## [AIM OF THE TASK]
Rewrite everything in the piece on knowing your staff from "Bottom line: Each" down to "as everyone else?", putting "garden" in place of "pets".

═════ QUOTED PASSAGE ═════

How well do you know your staff?

Resurg Management and Leadership

After I was discharged from hospital earlier this year a nurse has had to visit my home daily to administer intravenous medication.  Each day a different nurse from the same team has attended and it has been fascinating to see how differently each nurse performs this seemingly routine task. I wish I could have had the chance to sit with the Nursing Manager to give them the feedback on their staff.

Bottom line: Each nurse delivered the medication successfully using the exact same method. So how did the ‘customer’ experience differ? Well, my favourite nurse was friendly but most importantlyperformed the tasks required within a 30 minute time frame. She was competent, friendly and got the job done. Another nurse who impressed me took an hour but was very interested in my welfare and gave me some great advice. Some of the less pleasant experiences included nurses who were awkward to speak with, or just incompetent. It took one nurse two hours to perform the task that all the other nurses did in an hour or less. Not only did she perform the task slowly, she also wasted a lot of time talking, mainly about her pets! Do you have a member of your team who takes twice as long as everyone else?

═════ GIVEN MATERIAL ═════

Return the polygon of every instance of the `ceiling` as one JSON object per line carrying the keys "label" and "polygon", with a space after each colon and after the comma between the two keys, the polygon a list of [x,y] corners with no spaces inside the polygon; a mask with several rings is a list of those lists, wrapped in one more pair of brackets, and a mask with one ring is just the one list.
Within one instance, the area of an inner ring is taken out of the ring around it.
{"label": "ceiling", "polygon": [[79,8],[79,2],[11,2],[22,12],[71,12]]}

═════

## [ANSWER TO THIS TASK]
Bottom line: Each nurse delivered the medication successfully using the exact same method. So how did the ‘customer’ experience differ? Well, my favourite nurse was friendly but most importantlyperformed the tasks required within a 30 minute time frame. She was competent, friendly and got the job done. Another nurse who impressed me took an hour but was very interested in my welfare and gave me some great advice. Some of the less pleasant experiences included nurses who were awkward to speak with, or just incompetent. It took one nurse two hours to perform the task that all the other nurses did in an hour or less. Not only did she perform the task slowly, she also wasted a lot of time talking, mainly about her garden! Do you have a member of your team who takes twice as long as everyone else?